§ **WHAT THIS EXERCISE ASKS**:
1. Print the section of the researcher profiles that opens with the words containing "Christian Geisler Asmussen" and closes with "of multinational firms.".
2. List every research interest attributed to Jean-Luc Arregle in the researcher profiles.

§ **SOURCE EXCERPT**:
◆ ◆ ◆ ◆ ◆ ◆ ◆

Jean-Luc Arregle is Professor of strategy at EM Lyon Business School. His research interests include semiglobalization, MNEs’ decisions to locate and manage FDIs, institutional effects on MNEs’ strategies, and multilevel models.

 

 

 

 

 

Christian Geisler Asmussen received his PhD from Copenhagen Business School in 2007 and is currently a Professor MSO at the Department of Strategic Management and Globalization. Drawing on a background in formal economics but applying a multi-disciplinary approach to his research, he focuses in particular on the interaction between competitive advantage and the international expansion trajectories of multinational corporations. His research has been awarded numerous prizes from the Danish and international research communities, including the Barry M. Richman best dissertation award from the Academy of Management and the Haynes Prize for most promising scholar from the Academy of International Business. He currently heads a research project aiming to uncover the drivers of the micro-location choices of multinational firms.

◆ ◆ ◆ ◆ ◆ ◆ ◆

§ **RECORDS**:
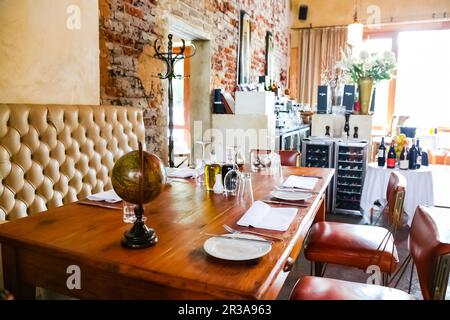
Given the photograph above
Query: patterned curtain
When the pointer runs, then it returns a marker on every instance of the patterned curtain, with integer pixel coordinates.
(317, 53)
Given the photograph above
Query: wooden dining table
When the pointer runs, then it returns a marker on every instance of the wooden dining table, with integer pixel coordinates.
(42, 249)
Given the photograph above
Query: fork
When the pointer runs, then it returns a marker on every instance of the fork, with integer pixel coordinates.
(231, 230)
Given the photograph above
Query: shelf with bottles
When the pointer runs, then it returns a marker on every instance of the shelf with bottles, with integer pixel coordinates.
(354, 177)
(351, 169)
(347, 206)
(352, 199)
(314, 151)
(349, 192)
(347, 184)
(317, 165)
(351, 161)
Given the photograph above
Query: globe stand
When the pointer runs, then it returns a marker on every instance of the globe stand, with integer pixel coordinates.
(139, 236)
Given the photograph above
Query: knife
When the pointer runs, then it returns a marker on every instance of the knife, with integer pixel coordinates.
(294, 189)
(287, 203)
(306, 176)
(237, 238)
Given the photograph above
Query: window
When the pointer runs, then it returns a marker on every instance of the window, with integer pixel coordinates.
(181, 101)
(423, 78)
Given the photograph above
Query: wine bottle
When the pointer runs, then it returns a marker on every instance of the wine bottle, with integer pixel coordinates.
(404, 164)
(382, 154)
(419, 155)
(391, 158)
(412, 156)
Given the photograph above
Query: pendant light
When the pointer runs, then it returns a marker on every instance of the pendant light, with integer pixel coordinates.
(355, 30)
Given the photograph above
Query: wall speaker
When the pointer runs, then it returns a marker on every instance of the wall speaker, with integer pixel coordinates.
(323, 100)
(349, 97)
(303, 12)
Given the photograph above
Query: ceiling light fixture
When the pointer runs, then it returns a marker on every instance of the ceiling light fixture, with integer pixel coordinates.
(355, 30)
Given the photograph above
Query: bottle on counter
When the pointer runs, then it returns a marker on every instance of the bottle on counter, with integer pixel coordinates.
(412, 156)
(382, 154)
(419, 155)
(404, 163)
(392, 157)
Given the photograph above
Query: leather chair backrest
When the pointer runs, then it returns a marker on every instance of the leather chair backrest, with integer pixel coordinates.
(56, 154)
(428, 245)
(289, 157)
(395, 196)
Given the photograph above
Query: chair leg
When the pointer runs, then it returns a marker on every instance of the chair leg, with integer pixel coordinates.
(385, 279)
(318, 269)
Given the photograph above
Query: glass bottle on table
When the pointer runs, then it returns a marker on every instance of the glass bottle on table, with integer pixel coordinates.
(392, 157)
(212, 169)
(412, 156)
(419, 155)
(245, 191)
(404, 163)
(229, 163)
(381, 154)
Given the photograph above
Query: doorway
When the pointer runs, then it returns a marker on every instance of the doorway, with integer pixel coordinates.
(192, 93)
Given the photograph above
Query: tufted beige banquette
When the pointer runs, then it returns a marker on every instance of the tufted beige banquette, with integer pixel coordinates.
(55, 154)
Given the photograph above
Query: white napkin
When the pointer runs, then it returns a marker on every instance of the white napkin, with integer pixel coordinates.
(300, 182)
(107, 196)
(261, 215)
(181, 173)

◆ ◆ ◆ ◆ ◆ ◆ ◆

§ **COMPLETED EXERCISE**:
1.
Christian Geisler Asmussen received his PhD from Copenhagen Business School in 2007 and is currently a Professor MSO at the Department of Strategic Management and Globalization. Drawing on a background in formal economics but applying a multi-disciplinary approach to his research, he focuses in particular on the interaction between competitive advantage and the international expansion trajectories of multinational corporations. His research has been awarded numerous prizes from the Danish and international research communities, including the Barry M. Richman best dissertation award from the Academy of Management and the Haynes Prize for most promising scholar from the Academy of International Business. He currently heads a research project aiming to uncover the drivers of the micro-location choices of multinational firms.

2.
- semiglobalization
- MNEs’ decisions to locate and manage FDIs
- institutional effects on MNEs’ strategies
- multilevel models